| Stored data |
%%
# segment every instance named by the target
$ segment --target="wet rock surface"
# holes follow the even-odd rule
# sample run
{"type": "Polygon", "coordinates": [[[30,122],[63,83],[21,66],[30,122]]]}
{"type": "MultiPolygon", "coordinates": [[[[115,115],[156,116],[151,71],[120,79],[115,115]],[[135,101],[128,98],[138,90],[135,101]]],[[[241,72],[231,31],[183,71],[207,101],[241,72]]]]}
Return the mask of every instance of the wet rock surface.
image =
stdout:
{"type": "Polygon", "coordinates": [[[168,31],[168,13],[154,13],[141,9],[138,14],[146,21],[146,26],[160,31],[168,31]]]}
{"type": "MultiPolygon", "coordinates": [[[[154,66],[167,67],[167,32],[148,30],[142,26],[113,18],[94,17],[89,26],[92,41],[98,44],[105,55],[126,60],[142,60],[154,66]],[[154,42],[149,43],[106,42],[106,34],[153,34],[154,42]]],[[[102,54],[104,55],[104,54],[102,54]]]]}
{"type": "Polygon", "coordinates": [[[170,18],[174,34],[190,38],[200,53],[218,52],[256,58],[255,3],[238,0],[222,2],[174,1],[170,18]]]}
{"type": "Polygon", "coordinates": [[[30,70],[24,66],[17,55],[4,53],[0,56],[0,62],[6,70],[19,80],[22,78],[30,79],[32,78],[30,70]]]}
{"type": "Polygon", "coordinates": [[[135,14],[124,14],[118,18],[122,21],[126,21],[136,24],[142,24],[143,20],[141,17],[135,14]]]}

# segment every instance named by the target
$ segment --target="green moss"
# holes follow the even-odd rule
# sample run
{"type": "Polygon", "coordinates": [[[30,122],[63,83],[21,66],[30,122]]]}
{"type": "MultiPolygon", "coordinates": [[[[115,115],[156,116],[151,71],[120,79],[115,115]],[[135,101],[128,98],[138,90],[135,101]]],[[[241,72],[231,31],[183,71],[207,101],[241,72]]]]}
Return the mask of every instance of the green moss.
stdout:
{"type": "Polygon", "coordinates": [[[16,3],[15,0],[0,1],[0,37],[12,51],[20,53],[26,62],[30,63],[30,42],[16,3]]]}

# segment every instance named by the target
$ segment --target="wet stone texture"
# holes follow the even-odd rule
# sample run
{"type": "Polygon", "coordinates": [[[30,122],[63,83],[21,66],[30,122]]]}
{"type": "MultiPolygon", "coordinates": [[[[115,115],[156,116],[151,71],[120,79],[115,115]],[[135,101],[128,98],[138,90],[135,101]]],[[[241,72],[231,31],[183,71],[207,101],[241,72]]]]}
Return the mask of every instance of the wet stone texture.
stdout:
%%
| Exercise task |
Extract each line in the rows above that contains the string "green". Matching is case-sensitive.

| Completed task |
$ segment --target="green moss"
Return the mask of every instance of the green moss.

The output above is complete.